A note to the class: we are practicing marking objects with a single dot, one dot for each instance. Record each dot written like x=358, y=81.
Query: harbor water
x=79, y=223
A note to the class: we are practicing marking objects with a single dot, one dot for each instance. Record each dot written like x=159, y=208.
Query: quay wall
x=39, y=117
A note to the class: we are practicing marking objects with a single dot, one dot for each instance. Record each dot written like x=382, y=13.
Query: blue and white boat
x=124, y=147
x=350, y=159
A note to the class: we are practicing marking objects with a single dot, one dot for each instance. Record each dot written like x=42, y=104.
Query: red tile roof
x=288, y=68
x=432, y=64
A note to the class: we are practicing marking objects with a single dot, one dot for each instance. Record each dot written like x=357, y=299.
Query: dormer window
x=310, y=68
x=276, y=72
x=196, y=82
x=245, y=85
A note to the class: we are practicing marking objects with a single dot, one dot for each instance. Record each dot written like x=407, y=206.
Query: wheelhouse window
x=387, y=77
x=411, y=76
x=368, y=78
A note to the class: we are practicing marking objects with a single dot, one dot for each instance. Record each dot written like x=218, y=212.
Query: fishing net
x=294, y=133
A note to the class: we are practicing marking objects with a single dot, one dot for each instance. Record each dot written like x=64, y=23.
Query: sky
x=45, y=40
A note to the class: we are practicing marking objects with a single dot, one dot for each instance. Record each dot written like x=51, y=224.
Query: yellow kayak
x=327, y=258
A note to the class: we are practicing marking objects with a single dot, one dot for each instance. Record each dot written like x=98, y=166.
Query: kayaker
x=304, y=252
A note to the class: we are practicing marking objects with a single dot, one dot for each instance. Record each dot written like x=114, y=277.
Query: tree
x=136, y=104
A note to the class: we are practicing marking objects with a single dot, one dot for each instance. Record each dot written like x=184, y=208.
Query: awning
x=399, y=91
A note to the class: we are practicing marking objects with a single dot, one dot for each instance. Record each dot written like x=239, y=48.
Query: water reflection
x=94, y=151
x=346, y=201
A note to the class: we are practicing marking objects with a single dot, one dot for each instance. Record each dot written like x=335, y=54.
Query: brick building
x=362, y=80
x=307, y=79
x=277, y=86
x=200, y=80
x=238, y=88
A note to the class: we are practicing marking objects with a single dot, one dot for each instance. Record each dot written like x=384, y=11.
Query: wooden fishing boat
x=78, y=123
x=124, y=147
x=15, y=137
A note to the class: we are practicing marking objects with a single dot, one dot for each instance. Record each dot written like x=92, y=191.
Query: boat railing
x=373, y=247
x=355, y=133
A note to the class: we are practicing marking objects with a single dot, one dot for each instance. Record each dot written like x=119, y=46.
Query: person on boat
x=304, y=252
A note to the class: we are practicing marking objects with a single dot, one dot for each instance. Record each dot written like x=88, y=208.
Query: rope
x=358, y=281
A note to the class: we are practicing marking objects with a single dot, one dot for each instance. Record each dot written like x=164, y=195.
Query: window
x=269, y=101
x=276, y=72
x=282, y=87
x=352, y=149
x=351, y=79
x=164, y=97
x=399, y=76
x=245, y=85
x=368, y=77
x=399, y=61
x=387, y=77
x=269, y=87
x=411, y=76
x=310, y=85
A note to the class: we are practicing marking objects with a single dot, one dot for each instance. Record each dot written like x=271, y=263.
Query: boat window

★ ★ ★

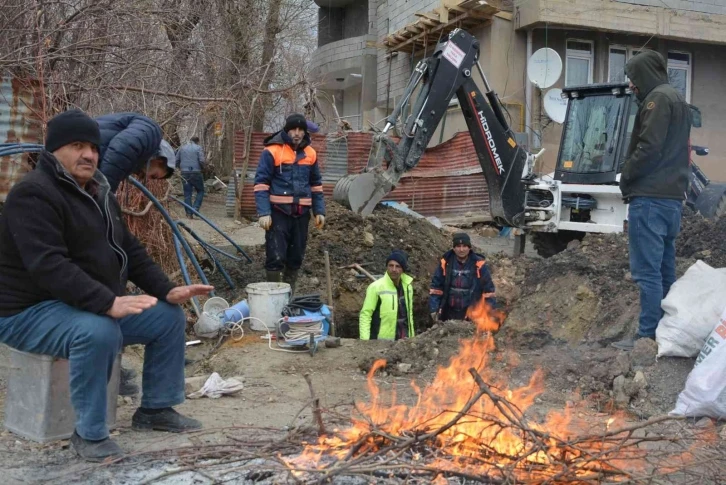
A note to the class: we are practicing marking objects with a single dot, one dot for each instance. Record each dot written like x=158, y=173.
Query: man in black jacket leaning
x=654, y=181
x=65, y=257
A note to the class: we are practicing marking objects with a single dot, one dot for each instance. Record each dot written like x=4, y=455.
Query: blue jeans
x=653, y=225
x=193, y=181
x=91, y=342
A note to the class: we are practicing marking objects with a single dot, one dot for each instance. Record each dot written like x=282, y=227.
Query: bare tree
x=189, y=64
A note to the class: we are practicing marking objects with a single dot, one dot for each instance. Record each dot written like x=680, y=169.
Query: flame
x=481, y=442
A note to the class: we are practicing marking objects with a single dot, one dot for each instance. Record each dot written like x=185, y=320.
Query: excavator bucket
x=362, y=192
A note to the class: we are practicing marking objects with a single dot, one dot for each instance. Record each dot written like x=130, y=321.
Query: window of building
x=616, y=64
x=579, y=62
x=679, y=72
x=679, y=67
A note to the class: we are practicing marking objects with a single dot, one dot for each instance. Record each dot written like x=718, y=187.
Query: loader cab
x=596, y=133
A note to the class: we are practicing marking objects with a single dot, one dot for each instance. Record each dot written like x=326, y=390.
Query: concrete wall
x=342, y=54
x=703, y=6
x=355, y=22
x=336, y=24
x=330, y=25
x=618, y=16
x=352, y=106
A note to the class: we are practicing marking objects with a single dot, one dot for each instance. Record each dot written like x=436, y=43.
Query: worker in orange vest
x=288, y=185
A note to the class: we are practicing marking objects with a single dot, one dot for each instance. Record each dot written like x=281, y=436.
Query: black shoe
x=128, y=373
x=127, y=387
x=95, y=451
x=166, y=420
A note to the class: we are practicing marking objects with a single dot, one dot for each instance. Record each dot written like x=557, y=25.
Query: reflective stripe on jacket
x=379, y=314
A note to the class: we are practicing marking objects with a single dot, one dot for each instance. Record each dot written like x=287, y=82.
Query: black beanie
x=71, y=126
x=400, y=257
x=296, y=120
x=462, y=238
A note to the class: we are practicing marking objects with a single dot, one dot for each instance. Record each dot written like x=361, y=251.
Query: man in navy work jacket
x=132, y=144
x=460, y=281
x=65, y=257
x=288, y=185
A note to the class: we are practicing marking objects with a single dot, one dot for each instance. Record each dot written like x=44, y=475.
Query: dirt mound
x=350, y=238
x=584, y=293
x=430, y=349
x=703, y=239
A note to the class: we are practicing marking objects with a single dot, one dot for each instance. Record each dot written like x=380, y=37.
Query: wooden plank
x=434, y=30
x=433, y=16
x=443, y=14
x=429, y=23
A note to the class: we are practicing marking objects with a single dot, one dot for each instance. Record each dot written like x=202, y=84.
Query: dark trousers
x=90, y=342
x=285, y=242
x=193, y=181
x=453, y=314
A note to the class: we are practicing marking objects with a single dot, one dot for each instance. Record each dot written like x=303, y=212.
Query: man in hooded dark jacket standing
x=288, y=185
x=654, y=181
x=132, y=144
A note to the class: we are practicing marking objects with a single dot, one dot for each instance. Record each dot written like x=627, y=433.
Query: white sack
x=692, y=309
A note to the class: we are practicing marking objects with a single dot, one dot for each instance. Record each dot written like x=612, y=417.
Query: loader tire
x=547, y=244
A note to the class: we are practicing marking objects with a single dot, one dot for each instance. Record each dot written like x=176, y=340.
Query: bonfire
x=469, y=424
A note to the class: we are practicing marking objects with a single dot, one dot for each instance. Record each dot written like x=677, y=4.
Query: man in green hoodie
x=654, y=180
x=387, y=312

★ ★ ★

• _Aim of the exercise_:
Gather every line in the records that contains the word "blue".

• _Reply_:
Query: blue and white boat
Query: blue jeans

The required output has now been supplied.